- _Required tasks_
1 - Reproduce the section of the post on George Siemens and social media that begins at the words "So George Siemens" and stops after "media is wrong.".
2 - Summarize the post on George Siemens and social media in two sentences.

So George Siemens has lost interest in social media as “there is no there there” (plagiarising Gertrude Stein). Now I’m not an uncritical zealot when it comes to social media and have spoken out against the hype, but to claim there’s no substance at all to social media is wrong.
First he makes the general statement, “Social media=emotions”. I assume he means that social media only results in the emotional outpourings from the participants. So when I get invites to speak, write, exchange views, follow up links to useful blog pieces/articles/academic papers, read reviews and then go to movies/theatre, share photographs, rediscover old friends and meet up, keep in touch with distant relatives – it’s just a well of emotional mush? What George fails to understand is the fact that the networked world is causally connected to the real world. Real things happen in the real world because we communicate through these networks.
Siemens use of Facebook and Twitter seems to have been limited to, “attending to my emotive needs of being connected to people when I’m traveling and whining”. A bad workman blames his tools and if he sees Facebook and Twitter as ‘posting only’ media, forgetting that there’s groups, messaging and other features that are widely used for practical purposes, that’s his loss.
Connectivism not really there?
I should say from the start that I never bought Connectivism, as it muddles up primitive epistemology, dated social psychology and pedagogy to produce a nexus of thinly connected ideas around an abstract noun. Not for the first time have such vague, unsubstantiated ideas gained currency among educators. For me, the real problem is duplicity. Surely he's thrown out hisconnectivist baby with the bathwater of abandoned social media. So much for the idea of knowledge existing in the world of real activity by real people. Surely that also means 750 million onFacebook and hundreds of millions of learners on Twitter and other social media. And so much for the whole idea of creating a network for learning – unless, of course, that must mean George’s blog, online courses and speaking engagements. In a stroke Siemens has banished the largest and most potent networks on the planet to the dead zone, and with it connectivism.

Saved entries
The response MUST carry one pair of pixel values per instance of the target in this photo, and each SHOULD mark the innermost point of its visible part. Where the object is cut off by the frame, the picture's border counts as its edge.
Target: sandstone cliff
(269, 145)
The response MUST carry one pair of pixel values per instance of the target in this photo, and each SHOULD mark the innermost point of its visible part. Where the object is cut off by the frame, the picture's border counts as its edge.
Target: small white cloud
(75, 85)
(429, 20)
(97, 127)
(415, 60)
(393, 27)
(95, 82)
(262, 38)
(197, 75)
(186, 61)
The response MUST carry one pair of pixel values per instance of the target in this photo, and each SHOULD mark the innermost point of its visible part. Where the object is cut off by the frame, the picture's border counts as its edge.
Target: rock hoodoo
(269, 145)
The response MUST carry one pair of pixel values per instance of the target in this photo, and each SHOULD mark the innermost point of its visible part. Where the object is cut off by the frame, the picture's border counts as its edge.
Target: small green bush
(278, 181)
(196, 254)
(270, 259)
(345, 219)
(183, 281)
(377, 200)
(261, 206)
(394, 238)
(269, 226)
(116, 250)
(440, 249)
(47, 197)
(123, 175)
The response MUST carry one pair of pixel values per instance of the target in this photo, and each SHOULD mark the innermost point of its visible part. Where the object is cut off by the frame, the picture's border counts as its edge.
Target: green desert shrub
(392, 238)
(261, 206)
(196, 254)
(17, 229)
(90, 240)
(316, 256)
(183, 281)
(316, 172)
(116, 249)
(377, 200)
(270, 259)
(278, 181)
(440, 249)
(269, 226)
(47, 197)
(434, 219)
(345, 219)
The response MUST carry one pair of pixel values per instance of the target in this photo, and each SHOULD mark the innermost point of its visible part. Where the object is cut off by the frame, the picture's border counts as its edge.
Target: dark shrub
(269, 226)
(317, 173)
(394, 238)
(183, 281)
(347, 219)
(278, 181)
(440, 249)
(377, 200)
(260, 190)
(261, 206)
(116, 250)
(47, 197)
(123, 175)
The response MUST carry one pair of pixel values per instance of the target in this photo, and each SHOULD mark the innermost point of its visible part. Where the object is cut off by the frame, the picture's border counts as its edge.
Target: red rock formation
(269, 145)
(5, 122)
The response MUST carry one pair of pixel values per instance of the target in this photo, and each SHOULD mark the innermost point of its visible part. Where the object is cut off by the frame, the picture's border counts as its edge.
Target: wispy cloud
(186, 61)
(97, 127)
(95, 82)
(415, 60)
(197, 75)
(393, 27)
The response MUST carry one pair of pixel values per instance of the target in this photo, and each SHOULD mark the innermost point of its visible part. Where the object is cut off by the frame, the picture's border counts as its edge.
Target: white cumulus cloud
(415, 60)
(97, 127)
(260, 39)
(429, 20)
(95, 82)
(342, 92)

- _Solutions to each task_
1 -
So George Siemens has lost interest in social media as “there is no there there” (plagiarising Gertrude Stein). Now I’m not an uncritical zealot when it comes to social media and have spoken out against the hype, but to claim there’s no substance at all to social media is wrong.

2 - The post argues that George Siemens is wrong to claim social media has no substance, because the networked world is causally connected to the real world and real things happen when people communicate through these networks. It also dismisses connectivism as thinly connected ideas and says that by abandoning social media, Siemens has banished the largest networks on the planet to the dead zone, and connectivism with them.